→ TASK INPUTS
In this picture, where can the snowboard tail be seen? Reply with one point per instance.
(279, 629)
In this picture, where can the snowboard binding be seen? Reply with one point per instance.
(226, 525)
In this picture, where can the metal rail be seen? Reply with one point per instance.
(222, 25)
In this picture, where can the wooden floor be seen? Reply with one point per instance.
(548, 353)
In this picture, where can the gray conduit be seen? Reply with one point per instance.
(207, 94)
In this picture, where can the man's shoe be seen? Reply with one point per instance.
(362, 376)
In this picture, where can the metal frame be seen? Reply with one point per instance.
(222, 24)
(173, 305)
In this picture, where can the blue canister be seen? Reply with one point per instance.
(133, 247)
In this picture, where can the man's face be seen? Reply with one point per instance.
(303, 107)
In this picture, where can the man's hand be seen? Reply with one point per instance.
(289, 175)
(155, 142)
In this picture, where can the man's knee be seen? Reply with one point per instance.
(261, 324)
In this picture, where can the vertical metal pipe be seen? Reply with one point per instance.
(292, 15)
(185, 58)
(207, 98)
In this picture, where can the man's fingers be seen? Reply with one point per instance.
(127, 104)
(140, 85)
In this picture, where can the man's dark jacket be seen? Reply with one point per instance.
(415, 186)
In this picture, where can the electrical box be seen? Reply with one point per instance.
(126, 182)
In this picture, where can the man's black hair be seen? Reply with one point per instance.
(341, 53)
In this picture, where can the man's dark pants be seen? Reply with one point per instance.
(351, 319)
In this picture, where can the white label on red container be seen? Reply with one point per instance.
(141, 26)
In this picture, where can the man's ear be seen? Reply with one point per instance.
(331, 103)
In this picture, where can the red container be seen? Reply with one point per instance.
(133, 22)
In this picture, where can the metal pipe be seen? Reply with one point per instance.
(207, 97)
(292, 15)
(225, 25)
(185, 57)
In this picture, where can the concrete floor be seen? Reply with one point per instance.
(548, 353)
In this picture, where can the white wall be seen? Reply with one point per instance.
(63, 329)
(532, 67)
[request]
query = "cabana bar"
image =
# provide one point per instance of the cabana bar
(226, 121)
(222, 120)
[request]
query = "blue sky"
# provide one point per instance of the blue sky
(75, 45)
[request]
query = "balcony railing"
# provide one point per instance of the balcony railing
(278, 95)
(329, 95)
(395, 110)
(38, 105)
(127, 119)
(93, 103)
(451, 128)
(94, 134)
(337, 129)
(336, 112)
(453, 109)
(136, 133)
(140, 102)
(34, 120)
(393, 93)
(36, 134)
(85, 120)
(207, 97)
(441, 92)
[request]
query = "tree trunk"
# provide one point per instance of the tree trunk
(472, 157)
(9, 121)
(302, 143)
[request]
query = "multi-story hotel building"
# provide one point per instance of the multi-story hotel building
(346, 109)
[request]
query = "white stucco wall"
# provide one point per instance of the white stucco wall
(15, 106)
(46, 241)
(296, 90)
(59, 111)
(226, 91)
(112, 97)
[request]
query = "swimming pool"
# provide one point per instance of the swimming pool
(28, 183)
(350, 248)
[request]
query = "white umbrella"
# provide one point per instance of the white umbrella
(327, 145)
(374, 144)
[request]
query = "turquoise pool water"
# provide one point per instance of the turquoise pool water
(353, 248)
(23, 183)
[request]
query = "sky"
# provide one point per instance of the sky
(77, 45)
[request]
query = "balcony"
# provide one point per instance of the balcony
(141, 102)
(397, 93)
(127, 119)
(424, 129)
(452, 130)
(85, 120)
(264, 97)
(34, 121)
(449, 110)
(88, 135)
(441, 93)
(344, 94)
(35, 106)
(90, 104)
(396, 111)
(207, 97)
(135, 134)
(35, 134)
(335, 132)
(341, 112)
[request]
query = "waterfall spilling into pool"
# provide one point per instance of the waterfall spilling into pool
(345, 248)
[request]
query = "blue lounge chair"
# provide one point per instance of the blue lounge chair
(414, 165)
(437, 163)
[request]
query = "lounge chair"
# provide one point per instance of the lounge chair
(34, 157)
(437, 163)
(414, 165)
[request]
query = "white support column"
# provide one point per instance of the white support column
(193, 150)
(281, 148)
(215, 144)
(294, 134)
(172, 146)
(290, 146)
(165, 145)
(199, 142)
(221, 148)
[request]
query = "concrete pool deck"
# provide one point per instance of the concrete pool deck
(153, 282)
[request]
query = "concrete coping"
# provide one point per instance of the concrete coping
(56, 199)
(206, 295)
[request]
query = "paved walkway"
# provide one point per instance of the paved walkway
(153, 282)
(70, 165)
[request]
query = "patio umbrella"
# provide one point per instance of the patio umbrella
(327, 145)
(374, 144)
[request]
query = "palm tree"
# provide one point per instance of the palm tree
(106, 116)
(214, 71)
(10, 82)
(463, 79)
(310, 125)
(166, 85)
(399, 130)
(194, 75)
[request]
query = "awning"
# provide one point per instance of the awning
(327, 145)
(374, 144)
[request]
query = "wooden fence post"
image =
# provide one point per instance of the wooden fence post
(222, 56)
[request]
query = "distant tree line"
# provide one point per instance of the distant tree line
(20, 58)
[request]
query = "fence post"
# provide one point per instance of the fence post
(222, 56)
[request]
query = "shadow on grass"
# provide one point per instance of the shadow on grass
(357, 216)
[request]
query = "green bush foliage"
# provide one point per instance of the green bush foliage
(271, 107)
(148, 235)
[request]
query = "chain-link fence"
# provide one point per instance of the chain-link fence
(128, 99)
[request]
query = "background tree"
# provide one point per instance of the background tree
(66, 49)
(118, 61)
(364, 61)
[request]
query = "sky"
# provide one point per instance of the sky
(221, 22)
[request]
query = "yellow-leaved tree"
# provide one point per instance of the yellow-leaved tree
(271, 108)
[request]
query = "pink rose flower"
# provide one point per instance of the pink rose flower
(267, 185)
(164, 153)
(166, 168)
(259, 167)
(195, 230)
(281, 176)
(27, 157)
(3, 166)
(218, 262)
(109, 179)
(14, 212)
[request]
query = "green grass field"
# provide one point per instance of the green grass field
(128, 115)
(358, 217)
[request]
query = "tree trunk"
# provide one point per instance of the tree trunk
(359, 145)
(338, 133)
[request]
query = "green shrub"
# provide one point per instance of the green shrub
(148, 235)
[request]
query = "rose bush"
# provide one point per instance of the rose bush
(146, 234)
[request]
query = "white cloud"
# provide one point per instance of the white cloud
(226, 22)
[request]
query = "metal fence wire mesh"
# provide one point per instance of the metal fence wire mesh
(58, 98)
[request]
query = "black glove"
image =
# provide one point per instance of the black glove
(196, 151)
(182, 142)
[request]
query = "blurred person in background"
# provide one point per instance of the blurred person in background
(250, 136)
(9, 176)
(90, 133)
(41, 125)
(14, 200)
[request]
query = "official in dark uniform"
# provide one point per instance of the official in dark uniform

→ WORK ITEM
What is the count of lines in the data above containing the string "official"? Write the number and nothing else.

→ OUTPUT
2